Work to complete: From the listing that follows, output everything exactly except the pictures.
————————
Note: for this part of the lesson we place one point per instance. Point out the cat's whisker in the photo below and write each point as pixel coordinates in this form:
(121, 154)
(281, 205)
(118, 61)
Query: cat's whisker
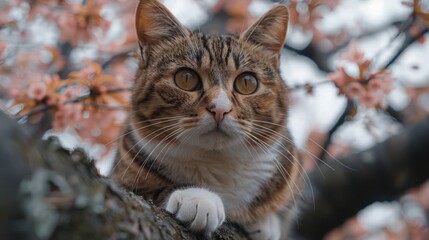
————————
Result below:
Note: for this part of the lesson we place one point per instance. Point out the cat's whisker in the photo below and write each point as pixel coordinates in this form:
(121, 154)
(281, 205)
(118, 61)
Query: cat's whisker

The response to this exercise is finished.